PARTS OF THE EXERCISE
a. Answer the following about the Kylin mailing-list thread, one answer per line:
(i) What does the reply first ask the original poster?
(ii) Which table is named as the fact table in the model JSON?
(iii) What join type is given for the lookup table?
b. Carry on the Kylin mailing-list thread, picking up right after its last line.

SOURCE EXTRACT
++++++
Re: why query will be push down when query a dimension table's dimension values

Posted by ShaoFeng Shi <sh...@apache.org>.
What's the Kylin version? I remember there is an enhancement which has
supported such query.

Best regards,

Shaofeng Shi 史少锋
Apache Kylin PMC
Email: shaofengshi@apache.org

Apache Kylin FAQ: https://kylin.apache.org/docs/gettingstarted/faq.html
Join Kylin user mail group: user-subscribe@kylin.apache.org
Join Kylin dev mail group: dev-subscribe@kylin.apache.org




lk_hadoop <lk...@163.com> 于2019年6月11日周二 上午11:20写道:

> hi , all:
>
> My model json string is :
>
>
> {
>   "uuid": "c28014c1-7dae-6900-6264-8794b683ffa7",
>   "last_modified": 1560153343761,
>   "version": "2.6.1.0",
>   "name": "scrm_model",
>   "owner": "ADMIN",
>   "is_draft": false,
>   "description": "###",
>   "fact_table": "GJST.SH_FETCH_SALE_BASE_FACT_ALL_NEW",
>   "lookups": [
>     {
>       "table": "TEST.MEMBERSHIP_PRECISE_SELLING_EXTEND_V4",
>       "kind": "FACT",
>       "alias": "MEMBERSHIP_PRECISE_SELLING_EXTEND_V4",
>       "join": {
>         "type": "inner",
>         "primary_key": [
>           "MEMBERSHIP_PRECISE_SELLING_EXTEND_V4.CARD_ID"
++++++
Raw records

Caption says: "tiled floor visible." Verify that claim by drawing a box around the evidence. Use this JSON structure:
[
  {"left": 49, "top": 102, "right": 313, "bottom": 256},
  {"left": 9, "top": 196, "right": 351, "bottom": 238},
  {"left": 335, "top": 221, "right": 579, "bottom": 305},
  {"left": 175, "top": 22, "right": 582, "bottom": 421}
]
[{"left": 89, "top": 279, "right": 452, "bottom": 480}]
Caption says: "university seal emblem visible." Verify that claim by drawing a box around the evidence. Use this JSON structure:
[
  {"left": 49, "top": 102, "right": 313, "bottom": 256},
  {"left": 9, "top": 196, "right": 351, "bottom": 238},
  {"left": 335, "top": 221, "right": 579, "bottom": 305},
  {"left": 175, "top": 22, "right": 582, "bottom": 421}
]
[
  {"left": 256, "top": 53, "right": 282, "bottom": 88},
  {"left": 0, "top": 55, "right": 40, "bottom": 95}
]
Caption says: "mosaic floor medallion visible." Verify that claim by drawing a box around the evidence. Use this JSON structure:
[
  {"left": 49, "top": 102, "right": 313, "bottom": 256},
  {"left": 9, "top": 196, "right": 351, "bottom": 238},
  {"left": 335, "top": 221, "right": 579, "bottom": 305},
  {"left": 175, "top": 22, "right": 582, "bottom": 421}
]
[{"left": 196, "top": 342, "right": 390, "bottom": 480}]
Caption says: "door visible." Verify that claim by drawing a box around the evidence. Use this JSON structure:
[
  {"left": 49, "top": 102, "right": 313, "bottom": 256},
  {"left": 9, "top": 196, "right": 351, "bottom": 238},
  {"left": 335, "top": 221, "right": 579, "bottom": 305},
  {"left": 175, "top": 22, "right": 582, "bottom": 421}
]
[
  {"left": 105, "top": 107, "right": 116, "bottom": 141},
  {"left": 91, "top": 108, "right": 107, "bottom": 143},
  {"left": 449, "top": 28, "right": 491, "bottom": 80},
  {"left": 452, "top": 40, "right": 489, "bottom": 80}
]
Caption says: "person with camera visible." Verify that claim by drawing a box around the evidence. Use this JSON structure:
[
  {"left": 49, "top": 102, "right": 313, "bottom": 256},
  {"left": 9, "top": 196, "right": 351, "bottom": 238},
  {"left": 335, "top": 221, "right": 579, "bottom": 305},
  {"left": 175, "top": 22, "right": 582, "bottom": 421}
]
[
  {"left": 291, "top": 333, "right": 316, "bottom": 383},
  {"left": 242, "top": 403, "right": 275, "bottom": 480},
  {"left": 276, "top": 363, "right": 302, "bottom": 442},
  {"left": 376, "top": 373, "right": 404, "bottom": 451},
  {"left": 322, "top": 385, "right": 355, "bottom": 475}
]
++++++
ANSWERS FOR THIS EXERCISE
a.
(i) What the Kylin version is.
(ii) GJST.SH_FETCH_SALE_BASE_FACT_ALL_NEW
(iii) inner

b.
>         ],
>         "foreign_key": [
>           "SH_FETCH_SALE_BASE_FACT_ALL_NEW.CARD_ID"
>         ]
>       }
>     }
>   ],
>   "dimensions": [
>     {
>       "table": "SH_FETCH_SALE_BASE_FACT_ALL_NEW",
>       "columns": [
>         "DATES",
>         "CARD_ID",
>         "TGOODS_ID",
>         "ENT_NAME",
>         "ORG_NAME",
>         "DATA_FROM",
>         "GOODS_NAME",
>         "ORG_NO",
>         "ATC1_NEW",
>         "ATC2_NEW",
>         "ATC3_NEW",
>         "ATC4_NEW"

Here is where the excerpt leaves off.